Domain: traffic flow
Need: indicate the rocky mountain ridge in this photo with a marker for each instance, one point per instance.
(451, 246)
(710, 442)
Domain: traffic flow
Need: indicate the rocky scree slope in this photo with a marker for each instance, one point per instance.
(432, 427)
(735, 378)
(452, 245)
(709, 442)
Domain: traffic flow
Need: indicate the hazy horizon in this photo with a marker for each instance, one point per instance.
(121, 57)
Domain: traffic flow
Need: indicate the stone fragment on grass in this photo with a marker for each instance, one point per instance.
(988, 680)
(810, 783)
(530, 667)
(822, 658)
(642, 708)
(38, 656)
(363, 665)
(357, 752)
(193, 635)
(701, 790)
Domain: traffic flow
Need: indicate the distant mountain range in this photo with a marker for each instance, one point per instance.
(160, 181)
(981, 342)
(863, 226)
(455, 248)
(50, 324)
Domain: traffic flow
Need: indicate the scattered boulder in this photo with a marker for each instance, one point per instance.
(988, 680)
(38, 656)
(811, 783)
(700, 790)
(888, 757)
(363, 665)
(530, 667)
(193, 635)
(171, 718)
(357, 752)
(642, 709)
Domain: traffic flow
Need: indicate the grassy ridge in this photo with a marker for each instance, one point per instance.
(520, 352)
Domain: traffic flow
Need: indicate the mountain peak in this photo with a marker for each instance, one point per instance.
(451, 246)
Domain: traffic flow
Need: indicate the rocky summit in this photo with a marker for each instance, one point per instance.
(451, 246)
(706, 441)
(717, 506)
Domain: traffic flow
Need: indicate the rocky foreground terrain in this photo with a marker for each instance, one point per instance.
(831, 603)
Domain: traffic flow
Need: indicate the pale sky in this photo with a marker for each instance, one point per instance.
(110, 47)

──────

### Description of the task
Repeat every entry word for word.

### Full solution
Domain: traffic flow
Need: indicate the rocky mountain ridge in this photo with a marker for each instance, one point per instance.
(451, 246)
(710, 442)
Domain: traffic flow
Need: indicate the rocky scree slope in this photo with a marker for each instance, one point per instance.
(432, 427)
(735, 378)
(452, 245)
(709, 442)
Domain: traffic flow
Need: indicate the hazy horizon in this photo with a marker for each instance, one point per instance.
(121, 57)
Domain: traffic flow
Need: indicate the stone fragment on grass in this photo with a marker for each instance, one point per instance.
(988, 680)
(810, 783)
(530, 667)
(822, 658)
(642, 708)
(38, 656)
(363, 665)
(357, 752)
(193, 635)
(701, 790)
Domain: traffic flow
Need: indicate the distant mountain range in this photo with a marker for each instance, one point per instance.
(160, 181)
(981, 342)
(863, 226)
(455, 248)
(50, 324)
Domain: traffic flow
Need: indicate the scattered boulder in this photo with a marker for each instance, one point per instance.
(988, 680)
(38, 656)
(811, 783)
(700, 790)
(888, 757)
(363, 665)
(530, 667)
(193, 635)
(171, 718)
(357, 752)
(642, 709)
Domain: traffic flow
Need: indicate the grassy ridge in this photo with a marker for each instance, one point per instance.
(520, 352)
Domain: traffic flow
Need: indicate the mountain peak in this photo with a marker for each instance, one point per instance.
(451, 246)
Domain: traffic flow
Need: indicate the rocky summit in this photo with a marker for each instance, one point per instance.
(451, 246)
(706, 441)
(717, 506)
Domain: traffic flow
Need: indicate the rocky foreground terrain in this photo with a marker for each instance, one point per instance.
(831, 603)
Domain: traffic flow
Need: indicate the pale sky in this photo with a marker for each instance, one point per instance.
(110, 47)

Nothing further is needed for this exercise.